Extract to read
— START —
Introduction: Affirmative action affects three major areas: education, employment, and public contracting. Affirmative action is intended to ensure that opportunities in these three areas are equal for all people regardless of race or gender. Affirmative action involves a set of public policies and initiatives designed to help eliminate past and present discrimination based on race, color, religion, sex, or national origin. According to Jonathan Segal writing in HR Magazine (2003), the goal is to correct the under-representation through actively seeking out qualified women and minorities to fill job openings. Even this activity is not without risk. A recent Supreme Court decisions relating to the University of Michigan does not resolve whether and when a company can focus on race in hiring decisions (Segal, 2003, 123).
According to Wilbert Jenkins writing in USA Today Magazine (1999),it was obvious that racism and discrimination against blacks in the area of education and, by extension, the workplace were huge obstacles that needed to be overcome if African-Americans were ever going to be able to become part of America's mainstream. In the 1960s, affirmative action became a part of a larger design by President Johnson's War on Poverty program. The original intent of affirmative action was not to provide jobs and other advantages to blacks solely because of their skin color, but to provide economic opportunities for those who are competent and qualified. Due to a history of discrimination, even those with outstanding credentials were often locked out (Jenkins, 1999, 60).
— END —
To do
A - In the affirmative action text, duplicate the passage from "According to Wilbert" up to and including "(Jenkins, 1999, 60).".
B - Rewrite the paragraph of the affirmative action text that begins "According to Wilbert Jenkins" as a shorter bulleted list that keeps its main facts.

(Detection annotation records)
— START —
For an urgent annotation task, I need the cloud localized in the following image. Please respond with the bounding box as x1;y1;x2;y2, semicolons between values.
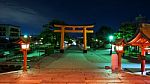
0;0;47;33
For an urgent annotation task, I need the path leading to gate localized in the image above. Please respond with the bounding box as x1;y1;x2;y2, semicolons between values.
0;47;150;84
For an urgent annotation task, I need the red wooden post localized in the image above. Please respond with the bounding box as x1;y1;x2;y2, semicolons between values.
23;49;27;71
141;47;145;74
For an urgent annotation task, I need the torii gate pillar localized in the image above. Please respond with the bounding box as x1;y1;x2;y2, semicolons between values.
83;27;87;53
54;25;94;53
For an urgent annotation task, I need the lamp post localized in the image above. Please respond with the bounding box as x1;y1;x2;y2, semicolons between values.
21;43;29;71
115;44;124;71
19;35;30;72
109;35;114;55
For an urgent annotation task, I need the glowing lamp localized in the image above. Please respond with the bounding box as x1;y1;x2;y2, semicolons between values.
116;45;123;52
21;43;29;50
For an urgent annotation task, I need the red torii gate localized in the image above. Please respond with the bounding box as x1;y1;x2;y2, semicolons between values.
127;24;150;74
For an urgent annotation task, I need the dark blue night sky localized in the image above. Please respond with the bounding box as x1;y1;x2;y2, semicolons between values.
0;0;150;34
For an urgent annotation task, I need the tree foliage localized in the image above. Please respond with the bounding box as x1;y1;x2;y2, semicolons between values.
40;19;65;45
116;22;138;40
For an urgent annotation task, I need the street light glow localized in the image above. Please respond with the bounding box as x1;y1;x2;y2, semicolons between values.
23;35;28;38
109;35;114;41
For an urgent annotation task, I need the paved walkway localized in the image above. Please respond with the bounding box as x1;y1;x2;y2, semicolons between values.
0;46;150;84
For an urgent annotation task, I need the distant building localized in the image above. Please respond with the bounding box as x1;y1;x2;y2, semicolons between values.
0;24;21;40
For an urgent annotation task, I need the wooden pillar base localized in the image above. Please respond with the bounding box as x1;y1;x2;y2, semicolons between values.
83;50;87;53
60;49;64;53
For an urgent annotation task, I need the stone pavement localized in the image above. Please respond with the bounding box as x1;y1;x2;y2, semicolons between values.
0;46;150;84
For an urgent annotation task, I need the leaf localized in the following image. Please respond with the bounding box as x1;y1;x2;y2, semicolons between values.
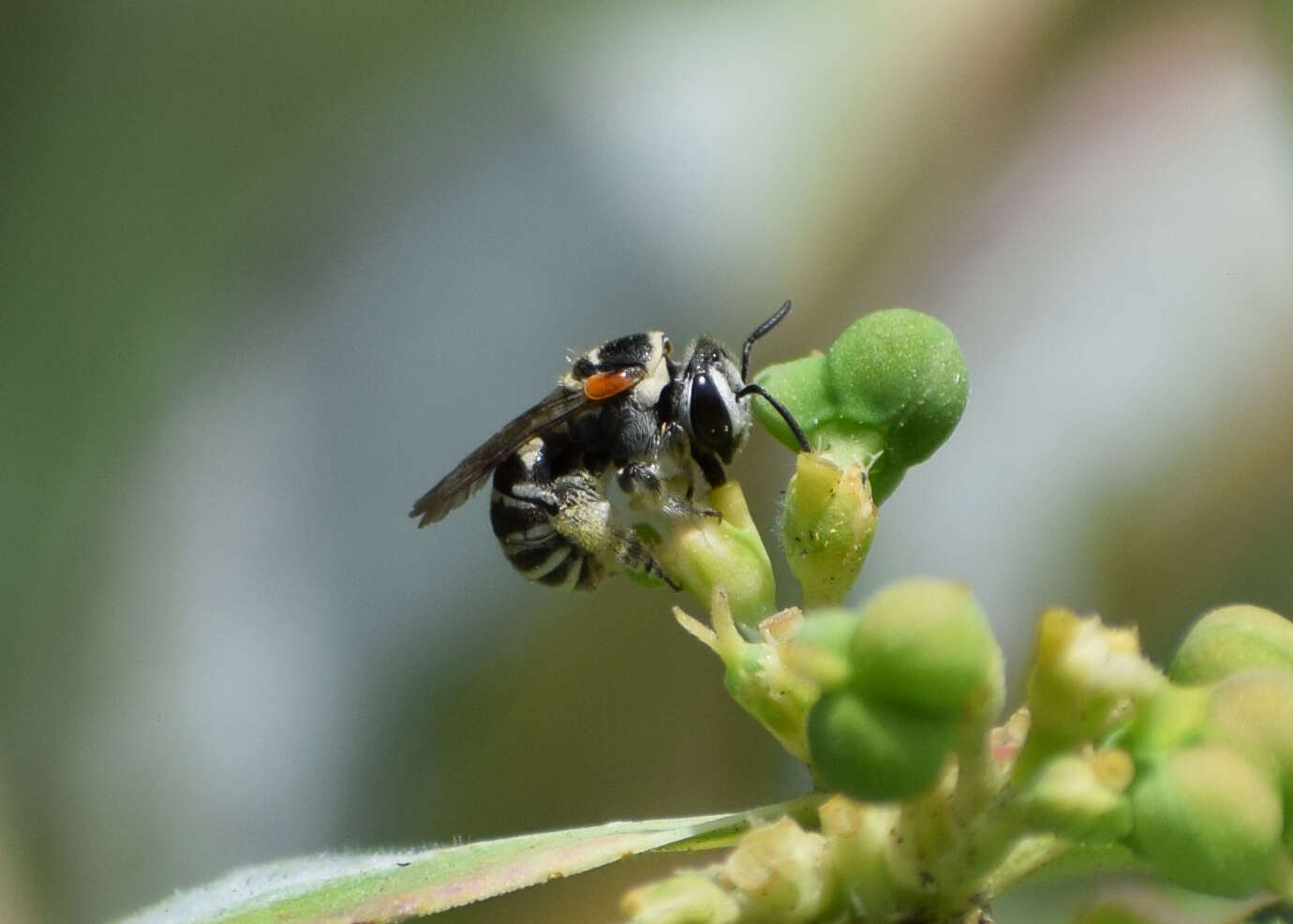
118;796;819;924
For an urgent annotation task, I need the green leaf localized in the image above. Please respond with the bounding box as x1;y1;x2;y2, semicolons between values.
118;797;817;924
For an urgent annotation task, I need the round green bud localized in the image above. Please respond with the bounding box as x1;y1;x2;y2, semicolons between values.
752;308;969;503
851;580;1004;723
1129;744;1283;897
750;353;840;452
1211;668;1293;840
809;690;959;802
781;453;875;607
1167;604;1293;683
826;308;970;469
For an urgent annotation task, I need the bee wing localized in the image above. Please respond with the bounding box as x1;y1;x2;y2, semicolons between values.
409;387;593;528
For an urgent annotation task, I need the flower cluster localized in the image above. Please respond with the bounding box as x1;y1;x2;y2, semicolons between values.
625;309;1293;924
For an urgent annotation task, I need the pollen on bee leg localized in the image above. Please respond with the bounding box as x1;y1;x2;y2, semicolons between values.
583;366;646;401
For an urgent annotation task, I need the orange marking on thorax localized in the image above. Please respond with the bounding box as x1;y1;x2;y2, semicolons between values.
583;366;646;401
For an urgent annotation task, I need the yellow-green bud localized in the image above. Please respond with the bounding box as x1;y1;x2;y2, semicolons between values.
783;608;857;690
619;872;741;924
781;453;875;607
1018;748;1136;843
1028;607;1167;743
1169;604;1293;683
1120;683;1212;761
674;591;820;762
850;580;1004;726
722;818;838;924
654;482;777;625
1129;744;1283;897
809;690;960;802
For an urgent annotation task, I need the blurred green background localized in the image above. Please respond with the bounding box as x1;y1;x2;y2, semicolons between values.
0;0;1293;924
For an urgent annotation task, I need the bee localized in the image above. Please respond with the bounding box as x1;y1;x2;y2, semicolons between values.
409;302;809;590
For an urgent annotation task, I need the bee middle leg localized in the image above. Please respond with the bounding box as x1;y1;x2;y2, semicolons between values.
616;462;722;519
550;472;681;590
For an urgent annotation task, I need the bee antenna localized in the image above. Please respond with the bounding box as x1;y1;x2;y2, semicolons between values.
736;382;812;453
741;299;790;380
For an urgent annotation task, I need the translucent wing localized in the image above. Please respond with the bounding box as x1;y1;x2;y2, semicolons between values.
409;388;593;527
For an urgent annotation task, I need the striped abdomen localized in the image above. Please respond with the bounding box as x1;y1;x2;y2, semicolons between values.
489;429;610;590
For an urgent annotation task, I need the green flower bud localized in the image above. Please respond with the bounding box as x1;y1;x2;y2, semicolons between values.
781;453;875;607
619;872;741;924
809;690;960;802
1129;744;1283;898
754;308;969;503
722;818;840;924
1167;604;1293;683
1017;748;1136;843
850;580;1004;728
1209;668;1293;840
785;609;857;690
654;482;777;625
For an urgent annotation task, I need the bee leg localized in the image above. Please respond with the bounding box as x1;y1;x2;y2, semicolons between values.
616;462;722;519
550;472;681;590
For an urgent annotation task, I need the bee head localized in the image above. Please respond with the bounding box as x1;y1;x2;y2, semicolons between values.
675;336;752;462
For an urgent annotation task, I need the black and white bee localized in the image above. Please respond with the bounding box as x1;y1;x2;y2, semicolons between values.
409;302;809;590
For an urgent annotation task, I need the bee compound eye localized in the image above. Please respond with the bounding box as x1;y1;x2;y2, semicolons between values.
688;374;732;452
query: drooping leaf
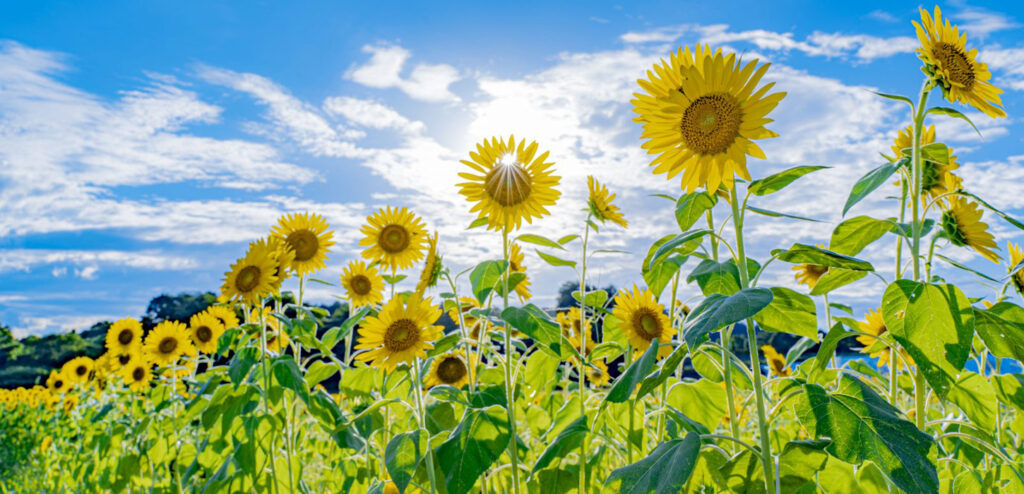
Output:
[795,374,939,493]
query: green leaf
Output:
[604,433,700,494]
[604,338,658,403]
[529,416,590,477]
[469,259,508,303]
[745,205,821,223]
[515,234,565,250]
[882,280,974,399]
[754,287,818,341]
[843,163,897,216]
[795,374,939,493]
[828,216,893,255]
[384,429,423,492]
[676,192,718,233]
[683,288,772,348]
[947,372,998,434]
[436,405,515,494]
[746,166,829,196]
[534,249,575,267]
[771,244,874,271]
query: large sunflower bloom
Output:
[270,212,334,276]
[220,243,278,304]
[587,176,628,229]
[611,285,676,358]
[942,197,1001,262]
[142,321,196,366]
[341,260,384,308]
[913,6,1007,118]
[459,136,561,231]
[857,308,913,369]
[188,312,224,354]
[105,318,142,355]
[639,53,785,192]
[359,206,426,270]
[423,351,470,388]
[355,294,443,371]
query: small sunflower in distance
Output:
[416,232,441,295]
[142,321,195,366]
[220,245,278,304]
[611,285,676,359]
[60,357,96,384]
[459,136,561,232]
[355,294,443,371]
[508,242,532,301]
[270,212,334,276]
[423,351,470,388]
[359,206,427,270]
[105,318,142,355]
[913,6,1007,118]
[761,344,793,377]
[587,176,628,229]
[188,312,224,354]
[941,197,1001,262]
[637,52,785,193]
[341,260,384,308]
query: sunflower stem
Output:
[729,186,776,494]
[502,227,520,494]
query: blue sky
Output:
[0,1,1024,335]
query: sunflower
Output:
[423,349,470,388]
[611,285,676,358]
[630,44,722,123]
[761,344,793,377]
[220,242,278,304]
[206,305,240,329]
[60,357,96,384]
[587,176,628,229]
[459,136,561,231]
[121,355,153,393]
[341,260,384,308]
[106,318,142,355]
[508,242,532,302]
[249,307,289,354]
[638,52,785,192]
[857,308,913,369]
[355,294,443,371]
[1007,243,1024,295]
[270,212,334,276]
[188,313,224,354]
[142,321,196,366]
[892,125,963,198]
[359,206,426,270]
[416,232,441,295]
[942,197,1001,262]
[46,369,71,393]
[913,6,1007,118]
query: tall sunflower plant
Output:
[6,4,1024,494]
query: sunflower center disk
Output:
[285,230,319,260]
[680,93,742,155]
[196,326,213,343]
[483,162,534,207]
[234,265,260,293]
[437,357,467,384]
[384,319,420,352]
[118,329,135,344]
[378,224,409,254]
[932,43,974,91]
[157,338,178,354]
[349,275,373,295]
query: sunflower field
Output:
[0,8,1024,494]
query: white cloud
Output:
[345,44,461,102]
— END —
Solutions to the problems
A -
According to Wilbert Jenkins writing in USA Today Magazine (1999),it was obvious that racism and discrimination against blacks in the area of education and, by extension, the workplace were huge obstacles that needed to be overcome if African-Americans were ever going to be able to become part of America's mainstream. In the 1960s, affirmative action became a part of a larger design by President Johnson's War on Poverty program. The original intent of affirmative action was not to provide jobs and other advantages to blacks solely because of their skin color, but to provide economic opportunities for those who are competent and qualified. Due to a history of discrimination, even those with outstanding credentials were often locked out (Jenkins, 1999, 60).

B -
- Wilbert Jenkins (USA Today Magazine, 1999): racism and discrimination against blacks in education, and by extension the workplace, were huge obstacles to African-Americans becoming part of America's mainstream.
- In the 1960s, affirmative action became part of President Johnson's War on Poverty program.
- Its original intent was to provide economic opportunities for competent, qualified people, not jobs and advantages to blacks solely because of skin color.
- Due to a history of discrimination, even those with outstanding credentials were often locked out.